» SELECTED TEXT:

From Mark W. Laney of Plainview(Laney & Stokes), these excerpts from Rudd Owen’s cross-examination of the plaintiff in a state court case:

Q. How old is your son?

A. 33.

Q. What does he do for a living?

A. He’s a general manager of Hobby Lobby in Chicago.

Q. Works at the airport?

A. No, Hobby Lobby is a store.

Q. Okay. Isn’t Hobby airport in Chicago?

A. No, that’s in Houston.

Q. Okay. Wasn’t even close, was it?

Mr. Laney: We are talking Judge Buchmeyer here.

January 12, 2009
June 1990 - I’m Glad We Cleared That Up

From March Lynn Rothmas of Beaumont (Benckenstein, Oxford, etc.), this remarkable(!) excerpt from a deposition taken by Mary Ellen Blade, a partner at the same firm:

Q. Did you die, as far as you know?

A. I don’t know nothing.

Q. Has anybody told you that you died?

A. Yes, ma’am.

Q. Who told you that you died?

A. My cousins and my wife and the other people.

Q. What other people?

A. The — friends.

Q. Did any doctor ever tell you that you died?

A. Yeah, my doctor, too.

Q. But you don’t remember it yourself?

A. No. How can you remember you’re dead? You no can remember.

Q. I was kind of curious to see if you had any recollection of it. Do you know how long you were supposed to have been dead?

A. No, ma’am.

This excerpt comes from a deposition taken by Barry S. Green of Fort Worth (Camp, Jones, etc.) — an avowed male lawyer — of “a female workers’ compensation claimant.” (The plaintiff-witness has testified that she has severe pains in her shoulder, her back, and her hips.)

Q. Let’s break down the different problems that you’re having. The shoulder pain itself, can you give me any words to describe what that feels like?

A. Have you ever wore a bra that was too tight on you?

Q. If I said yes my mother would be very astonished. No, I can’t say I have.

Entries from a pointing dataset

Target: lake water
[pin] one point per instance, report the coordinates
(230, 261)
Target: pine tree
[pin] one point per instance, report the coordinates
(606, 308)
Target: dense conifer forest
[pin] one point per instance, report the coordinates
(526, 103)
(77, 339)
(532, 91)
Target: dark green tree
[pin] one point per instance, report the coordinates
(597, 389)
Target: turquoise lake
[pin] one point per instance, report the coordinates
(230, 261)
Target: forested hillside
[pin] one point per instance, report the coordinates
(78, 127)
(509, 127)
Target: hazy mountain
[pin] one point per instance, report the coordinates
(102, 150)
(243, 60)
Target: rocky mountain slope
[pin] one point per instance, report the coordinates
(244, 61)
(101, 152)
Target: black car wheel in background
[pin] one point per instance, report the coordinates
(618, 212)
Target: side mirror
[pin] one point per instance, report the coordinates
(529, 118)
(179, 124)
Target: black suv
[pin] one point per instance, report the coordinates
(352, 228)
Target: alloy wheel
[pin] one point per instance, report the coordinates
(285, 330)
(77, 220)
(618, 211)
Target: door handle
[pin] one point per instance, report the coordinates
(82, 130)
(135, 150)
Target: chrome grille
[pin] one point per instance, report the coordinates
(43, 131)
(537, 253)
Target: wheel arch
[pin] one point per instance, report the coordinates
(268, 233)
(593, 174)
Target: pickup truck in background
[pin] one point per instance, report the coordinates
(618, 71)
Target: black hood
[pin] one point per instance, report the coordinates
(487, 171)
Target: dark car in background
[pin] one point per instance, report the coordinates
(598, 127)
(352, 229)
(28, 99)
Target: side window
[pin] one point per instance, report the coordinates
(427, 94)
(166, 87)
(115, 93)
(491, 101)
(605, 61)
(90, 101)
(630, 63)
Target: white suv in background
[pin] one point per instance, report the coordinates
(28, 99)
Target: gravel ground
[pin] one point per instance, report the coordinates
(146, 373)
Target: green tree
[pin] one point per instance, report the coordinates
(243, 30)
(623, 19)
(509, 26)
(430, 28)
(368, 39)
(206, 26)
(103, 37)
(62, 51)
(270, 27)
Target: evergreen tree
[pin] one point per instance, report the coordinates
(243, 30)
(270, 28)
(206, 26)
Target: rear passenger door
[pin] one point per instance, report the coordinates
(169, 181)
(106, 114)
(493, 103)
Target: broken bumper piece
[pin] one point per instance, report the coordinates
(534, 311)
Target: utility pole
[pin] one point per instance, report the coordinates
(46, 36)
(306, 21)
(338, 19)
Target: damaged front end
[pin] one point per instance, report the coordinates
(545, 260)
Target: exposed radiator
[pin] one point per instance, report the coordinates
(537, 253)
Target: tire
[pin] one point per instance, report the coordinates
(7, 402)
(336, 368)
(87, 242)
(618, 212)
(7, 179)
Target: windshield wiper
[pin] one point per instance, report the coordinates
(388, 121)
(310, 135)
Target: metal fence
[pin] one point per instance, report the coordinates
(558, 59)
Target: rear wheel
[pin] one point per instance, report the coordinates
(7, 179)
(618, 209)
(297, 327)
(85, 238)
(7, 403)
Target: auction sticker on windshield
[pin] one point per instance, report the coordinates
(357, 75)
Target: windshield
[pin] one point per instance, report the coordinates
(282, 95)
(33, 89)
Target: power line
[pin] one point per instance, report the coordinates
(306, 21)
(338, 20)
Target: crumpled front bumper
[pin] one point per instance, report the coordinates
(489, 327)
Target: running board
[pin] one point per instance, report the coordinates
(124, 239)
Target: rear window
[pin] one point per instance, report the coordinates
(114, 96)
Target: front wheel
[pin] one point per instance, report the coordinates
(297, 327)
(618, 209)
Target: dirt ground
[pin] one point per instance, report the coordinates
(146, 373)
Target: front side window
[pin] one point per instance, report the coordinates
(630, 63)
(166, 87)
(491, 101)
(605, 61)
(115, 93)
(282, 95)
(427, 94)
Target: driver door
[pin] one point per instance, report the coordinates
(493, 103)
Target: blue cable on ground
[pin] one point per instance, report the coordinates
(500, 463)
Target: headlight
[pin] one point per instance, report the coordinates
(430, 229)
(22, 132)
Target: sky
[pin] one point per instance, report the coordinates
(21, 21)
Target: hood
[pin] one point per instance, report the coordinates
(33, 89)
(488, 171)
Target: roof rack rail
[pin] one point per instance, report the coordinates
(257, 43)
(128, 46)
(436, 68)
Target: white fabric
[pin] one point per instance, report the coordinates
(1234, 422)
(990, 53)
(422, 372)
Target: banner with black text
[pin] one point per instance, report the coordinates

» WRITTEN INSTRUCTION 1:
Answer these questions using the courtroom excerpts:
(a) What job does the plaintiff say the son holds, and where?
(b) Who took the deposition in which the witness is asked whether he died?
(c) In which three places did the workers' compensation claimant testify to severe pains?
» WRITTEN INSTRUCTION 2:
Repeat everything in the courtroom excerpts from "Q. What does" down to "close, was it?".
None of the tasks requires the items.

» FULL ANSWER 1:
(a) The son is a general manager of Hobby Lobby in Chicago.
(b) Mary Ellen Blade, a partner at Benckenstein, Oxford, etc., took that deposition.
(c) The claimant testified to severe pains in her shoulder, her back, and her hips.

» FULL ANSWER 2:
Q. What does he do for a living?

A. He’s a general manager of Hobby Lobby in Chicago.

Q. Works at the airport?

A. No, Hobby Lobby is a store.

Q. Okay. Isn’t Hobby airport in Chicago?

A. No, that’s in Houston.

Q. Okay. Wasn’t even close, was it?